• [Requirement]: In the passage about the violinist, reproduce verbatim the part from "Avaneeswaram S. R. Vinu (Malayalam: ആവണീശ്വരം" up to and including "with Raga Bhaava.".

• [Passage shown]:
____
Avaneeswaram S. R. Vinu (Malayalam: ആവണീശ്വരം എസ് ആര്‍ വിനു) (born 10 June 1973) is an Indian Carnatic violinist. He is an 'A Top' grade artiste of the All India Radio.He has captured the hearts of his listeners through his with mellifluous tunes enriched with Raga Bhaava.
Vinu's ability to seamlessly switch between vocal style and instrumental style makes his technique one-of-a-kind.

Early life and background
Avaneeswaram S. R. Vinu was born in Trivandrum  to Avaneeswaram N. Ramachandran  and Sahithi Devi.He hails from a musically inclined family; his father was a vocal artist and his grandfather a renowned nagaswaram player. Vinu started learning violin from his father when he was six years old. Later he underwent training from Prof. Kilimanur Thyagarajan, Mysore M. Nagaraj and Mysore Manjunath.
____
Dataset rows:

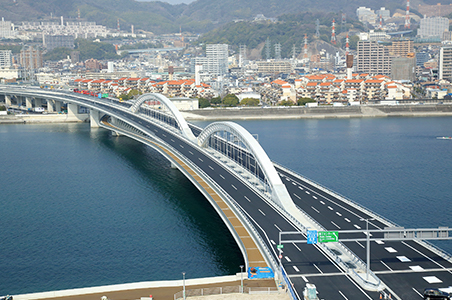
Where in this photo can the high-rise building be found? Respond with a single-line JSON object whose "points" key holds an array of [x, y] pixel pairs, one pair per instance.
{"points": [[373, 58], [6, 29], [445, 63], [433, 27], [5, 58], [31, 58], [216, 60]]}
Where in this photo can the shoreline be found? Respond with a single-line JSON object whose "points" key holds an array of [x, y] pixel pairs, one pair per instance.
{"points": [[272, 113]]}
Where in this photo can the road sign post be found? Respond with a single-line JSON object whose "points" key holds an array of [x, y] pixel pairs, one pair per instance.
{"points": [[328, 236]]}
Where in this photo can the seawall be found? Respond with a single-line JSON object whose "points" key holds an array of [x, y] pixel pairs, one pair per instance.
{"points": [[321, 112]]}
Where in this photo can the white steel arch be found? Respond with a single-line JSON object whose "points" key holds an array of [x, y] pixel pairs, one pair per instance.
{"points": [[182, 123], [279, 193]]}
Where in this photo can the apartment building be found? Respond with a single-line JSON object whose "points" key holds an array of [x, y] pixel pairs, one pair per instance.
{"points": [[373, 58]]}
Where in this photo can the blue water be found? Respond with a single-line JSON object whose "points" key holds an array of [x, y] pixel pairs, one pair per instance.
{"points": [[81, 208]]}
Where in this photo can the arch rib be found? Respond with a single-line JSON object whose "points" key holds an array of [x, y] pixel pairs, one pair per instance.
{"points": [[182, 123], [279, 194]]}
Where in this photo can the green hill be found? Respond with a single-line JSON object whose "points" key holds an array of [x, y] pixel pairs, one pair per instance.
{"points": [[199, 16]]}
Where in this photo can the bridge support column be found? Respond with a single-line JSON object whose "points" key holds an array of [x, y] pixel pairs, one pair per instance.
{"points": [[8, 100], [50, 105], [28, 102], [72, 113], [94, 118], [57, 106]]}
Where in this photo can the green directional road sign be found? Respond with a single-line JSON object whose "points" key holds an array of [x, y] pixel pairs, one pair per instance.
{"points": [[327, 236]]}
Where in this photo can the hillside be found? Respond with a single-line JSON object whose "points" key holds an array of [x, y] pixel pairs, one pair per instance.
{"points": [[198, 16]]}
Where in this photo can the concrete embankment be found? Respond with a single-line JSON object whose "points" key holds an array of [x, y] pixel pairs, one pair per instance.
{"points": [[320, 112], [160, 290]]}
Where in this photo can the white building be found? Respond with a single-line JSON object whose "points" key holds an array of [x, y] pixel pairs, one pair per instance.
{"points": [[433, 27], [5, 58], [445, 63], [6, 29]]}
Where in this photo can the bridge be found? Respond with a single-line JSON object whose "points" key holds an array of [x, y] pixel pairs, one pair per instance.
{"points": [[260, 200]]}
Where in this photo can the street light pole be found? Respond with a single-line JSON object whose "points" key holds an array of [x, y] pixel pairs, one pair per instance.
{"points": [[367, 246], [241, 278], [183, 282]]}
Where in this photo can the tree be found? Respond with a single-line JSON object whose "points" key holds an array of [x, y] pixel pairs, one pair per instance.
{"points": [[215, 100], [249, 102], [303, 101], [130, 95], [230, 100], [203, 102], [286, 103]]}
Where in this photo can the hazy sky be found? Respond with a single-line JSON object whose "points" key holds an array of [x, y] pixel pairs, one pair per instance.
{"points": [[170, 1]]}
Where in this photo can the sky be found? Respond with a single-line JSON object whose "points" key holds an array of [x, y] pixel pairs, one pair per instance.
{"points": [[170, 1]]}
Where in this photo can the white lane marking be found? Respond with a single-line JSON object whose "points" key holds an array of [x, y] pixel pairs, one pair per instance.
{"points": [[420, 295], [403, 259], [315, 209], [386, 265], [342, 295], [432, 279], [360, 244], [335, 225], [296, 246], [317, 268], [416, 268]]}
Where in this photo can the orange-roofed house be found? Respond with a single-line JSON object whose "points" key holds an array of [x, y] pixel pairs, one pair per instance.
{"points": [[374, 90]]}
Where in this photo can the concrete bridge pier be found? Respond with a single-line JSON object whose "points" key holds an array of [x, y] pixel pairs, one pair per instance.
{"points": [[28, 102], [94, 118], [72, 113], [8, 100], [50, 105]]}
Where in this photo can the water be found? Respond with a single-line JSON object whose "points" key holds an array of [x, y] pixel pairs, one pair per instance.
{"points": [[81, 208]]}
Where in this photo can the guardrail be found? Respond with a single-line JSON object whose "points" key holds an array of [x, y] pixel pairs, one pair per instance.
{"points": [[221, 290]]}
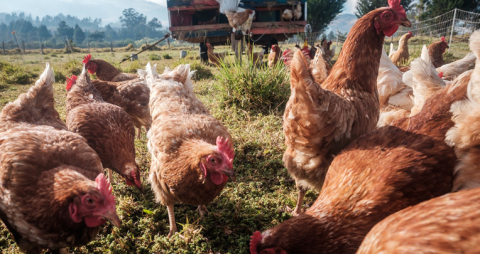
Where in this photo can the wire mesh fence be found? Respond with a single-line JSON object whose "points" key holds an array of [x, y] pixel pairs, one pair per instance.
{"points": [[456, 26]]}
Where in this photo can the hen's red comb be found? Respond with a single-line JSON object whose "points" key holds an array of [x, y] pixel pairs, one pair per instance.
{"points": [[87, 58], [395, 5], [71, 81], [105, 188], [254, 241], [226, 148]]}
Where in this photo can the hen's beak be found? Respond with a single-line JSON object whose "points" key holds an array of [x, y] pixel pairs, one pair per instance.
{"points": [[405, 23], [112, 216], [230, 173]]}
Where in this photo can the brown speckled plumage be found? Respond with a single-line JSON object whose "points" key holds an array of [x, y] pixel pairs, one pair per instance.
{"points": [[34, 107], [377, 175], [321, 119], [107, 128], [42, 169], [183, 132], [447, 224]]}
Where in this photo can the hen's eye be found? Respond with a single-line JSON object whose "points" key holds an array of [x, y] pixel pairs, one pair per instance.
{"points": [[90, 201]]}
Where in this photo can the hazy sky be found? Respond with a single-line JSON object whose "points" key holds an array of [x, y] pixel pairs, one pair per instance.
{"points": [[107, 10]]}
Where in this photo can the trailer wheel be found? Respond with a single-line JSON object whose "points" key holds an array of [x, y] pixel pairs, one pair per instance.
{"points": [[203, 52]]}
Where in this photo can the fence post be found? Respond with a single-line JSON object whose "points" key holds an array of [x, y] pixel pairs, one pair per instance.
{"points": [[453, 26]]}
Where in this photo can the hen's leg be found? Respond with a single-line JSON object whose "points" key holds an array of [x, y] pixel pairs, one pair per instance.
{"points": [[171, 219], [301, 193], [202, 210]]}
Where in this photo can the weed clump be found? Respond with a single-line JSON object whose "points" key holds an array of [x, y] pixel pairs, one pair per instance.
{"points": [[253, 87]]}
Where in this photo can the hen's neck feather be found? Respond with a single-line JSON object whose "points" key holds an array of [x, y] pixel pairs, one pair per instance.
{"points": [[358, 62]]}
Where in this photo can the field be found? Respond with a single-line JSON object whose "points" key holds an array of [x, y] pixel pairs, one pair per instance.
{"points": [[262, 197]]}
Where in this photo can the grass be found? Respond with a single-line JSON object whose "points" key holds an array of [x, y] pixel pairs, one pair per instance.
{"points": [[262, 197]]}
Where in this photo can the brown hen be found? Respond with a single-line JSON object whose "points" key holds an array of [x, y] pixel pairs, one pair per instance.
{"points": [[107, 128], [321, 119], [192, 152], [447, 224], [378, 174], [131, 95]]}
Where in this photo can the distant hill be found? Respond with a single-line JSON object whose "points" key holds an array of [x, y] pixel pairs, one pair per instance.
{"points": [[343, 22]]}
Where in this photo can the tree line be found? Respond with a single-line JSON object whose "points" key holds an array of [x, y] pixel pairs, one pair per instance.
____
• [Task response]:
Avaneeswaram S. R. Vinu (Malayalam: ആവണീശ്വരം എസ് ആര്‍ വിനു) (born 10 June 1973) is an Indian Carnatic violinist. He is an 'A Top' grade artiste of the All India Radio.He has captured the hearts of his listeners through his with mellifluous tunes enriched with Raga Bhaava.